### Extract
# # #

Paris, I'm dying here, can't wait for it to arrive so Bella could snuggle in it and I 
could take a billion and two pictures for you!  I checked the tracking number,
it says it's in Jamaica!  LOL I'm tired so at first I thought...Jamaica?! :scratch: 
Then the blonde moment passed, a light bulb went up and I realized, ... it's Jamaica NY! :usa2: 



bahahaha :shock:


----------



## pigeonsheep

~LS~ said:


> Paris, I'm dying here, can't wait for it to arrive so Bella could snuggle in it and I
> could take a billion and two pictures for you!  I checked the tracking number,
> it says it's in Jamaica!  LOL I'm tired so at first I thought...Jamaica?! :scratch:
> Then the blonde moment passed, a light bulb went up and I realized, ... it's Jamaica NY! :usa2:
> 
> 
> 
> bahahaha :shock:


hahaha!!! LMAO. u know a couple years ago i wasnt too knowlegable about the parts of NY...and whenever people told me they were goin to jamaica...i thought the same as you :lol:! hehehe yay i hope it moves on out of the area soon ! cant wait for pics either!


----------



## ~LS~

Glad you got a laugh out of my silliness, lol.


----------

# # #

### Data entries
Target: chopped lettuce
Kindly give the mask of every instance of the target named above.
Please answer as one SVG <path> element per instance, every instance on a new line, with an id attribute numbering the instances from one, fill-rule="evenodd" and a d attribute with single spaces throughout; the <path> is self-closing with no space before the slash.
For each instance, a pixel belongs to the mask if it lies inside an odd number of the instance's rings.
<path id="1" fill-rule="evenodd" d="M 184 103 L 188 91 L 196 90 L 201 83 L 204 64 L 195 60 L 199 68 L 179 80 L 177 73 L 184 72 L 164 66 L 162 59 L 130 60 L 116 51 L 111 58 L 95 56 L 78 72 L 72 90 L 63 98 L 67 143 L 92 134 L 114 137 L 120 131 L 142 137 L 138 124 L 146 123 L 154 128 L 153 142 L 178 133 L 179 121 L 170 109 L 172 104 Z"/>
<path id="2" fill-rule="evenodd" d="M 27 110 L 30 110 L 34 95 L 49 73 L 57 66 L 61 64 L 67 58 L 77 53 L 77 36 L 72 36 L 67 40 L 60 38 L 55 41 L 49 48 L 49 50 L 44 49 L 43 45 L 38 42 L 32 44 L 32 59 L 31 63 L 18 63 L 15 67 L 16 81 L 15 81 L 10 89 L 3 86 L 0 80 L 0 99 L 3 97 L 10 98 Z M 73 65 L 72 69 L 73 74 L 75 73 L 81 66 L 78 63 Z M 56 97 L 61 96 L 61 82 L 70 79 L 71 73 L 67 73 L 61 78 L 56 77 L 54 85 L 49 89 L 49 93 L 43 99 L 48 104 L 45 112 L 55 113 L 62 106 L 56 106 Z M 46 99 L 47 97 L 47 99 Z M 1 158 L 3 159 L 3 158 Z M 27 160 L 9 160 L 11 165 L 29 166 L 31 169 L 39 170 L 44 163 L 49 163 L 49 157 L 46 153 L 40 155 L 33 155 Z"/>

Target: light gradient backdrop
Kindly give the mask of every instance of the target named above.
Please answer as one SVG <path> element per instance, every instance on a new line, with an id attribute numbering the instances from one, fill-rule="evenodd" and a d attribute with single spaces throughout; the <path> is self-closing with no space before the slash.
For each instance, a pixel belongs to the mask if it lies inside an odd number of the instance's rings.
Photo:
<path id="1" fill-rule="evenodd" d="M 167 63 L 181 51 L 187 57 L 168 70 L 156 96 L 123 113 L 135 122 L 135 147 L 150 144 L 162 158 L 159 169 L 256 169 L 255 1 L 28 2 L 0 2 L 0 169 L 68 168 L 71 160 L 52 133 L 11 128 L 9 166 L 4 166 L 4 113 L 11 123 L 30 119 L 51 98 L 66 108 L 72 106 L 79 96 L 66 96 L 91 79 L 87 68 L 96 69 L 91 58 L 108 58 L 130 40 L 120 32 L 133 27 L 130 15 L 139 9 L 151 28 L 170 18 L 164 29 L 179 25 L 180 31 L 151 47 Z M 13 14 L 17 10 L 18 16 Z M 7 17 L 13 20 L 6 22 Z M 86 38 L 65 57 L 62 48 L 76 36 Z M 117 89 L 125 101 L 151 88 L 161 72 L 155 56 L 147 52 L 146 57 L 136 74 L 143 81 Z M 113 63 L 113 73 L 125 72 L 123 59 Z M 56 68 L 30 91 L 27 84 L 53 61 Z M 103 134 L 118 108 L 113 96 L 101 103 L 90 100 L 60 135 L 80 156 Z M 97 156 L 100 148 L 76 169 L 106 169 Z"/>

# # #

### Set task 1
Set down the forum thread word for word from "hahaha!!! LMAO. u" to "for pics either!".
### Set task 2
Extract the lines of the listing verbatim, from its first line through the line with "27 110 L 30", including both of those lines.
The forum thread and the listing have no connection to each other.

### Expected answer 1
hahaha!!! LMAO. u know a couple years ago i wasnt too knowlegable about the parts of NY...and whenever people told me they were goin to jamaica...i thought the same as you :lol:! hehehe yay i hope it moves on out of the area soon ! cant wait for pics either!

### Expected answer 2
Target: chopped lettuce
Kindly give the mask of every instance of the target named above.
Please answer as one SVG <path> element per instance, every instance on a new line, with an id attribute numbering the instances from one, fill-rule="evenodd" and a d attribute with single spaces throughout; the <path> is self-closing with no space before the slash.
For each instance, a pixel belongs to the mask if it lies inside an odd number of the instance's rings.
<path id="1" fill-rule="evenodd" d="M 184 103 L 188 91 L 196 90 L 201 83 L 204 64 L 195 60 L 199 68 L 179 80 L 177 73 L 184 72 L 164 66 L 162 59 L 130 60 L 116 51 L 111 58 L 95 56 L 78 72 L 72 90 L 63 98 L 67 143 L 92 134 L 114 137 L 120 131 L 142 137 L 138 124 L 146 123 L 154 128 L 153 142 L 178 133 L 179 121 L 170 109 L 172 104 Z"/>
<path id="2" fill-rule="evenodd" d="M 27 110 L 30 110 L 34 95 L 49 73 L 57 66 L 61 64 L 67 58 L 77 53 L 77 36 L 72 36 L 67 40 L 60 38 L 55 41 L 49 48 L 49 50 L 44 49 L 43 45 L 38 42 L 32 44 L 32 59 L 31 63 L 18 63 L 15 67 L 16 81 L 15 81 L 10 89 L 3 86 L 0 80 L 0 99 L 3 97 L 10 98 Z M 73 65 L 72 69 L 73 74 L 75 73 L 81 66 L 78 63 Z M 56 97 L 61 96 L 61 82 L 70 79 L 71 73 L 67 73 L 61 78 L 56 77 L 54 85 L 49 89 L 49 93 L 43 99 L 48 104 L 45 112 L 55 113 L 62 106 L 56 106 Z M 46 99 L 47 97 L 47 99 Z M 1 158 L 3 159 L 3 158 Z M 27 160 L 9 160 L 11 165 L 29 166 L 31 169 L 39 170 L 44 163 L 49 163 L 49 157 L 46 153 L 40 155 L 33 155 Z"/>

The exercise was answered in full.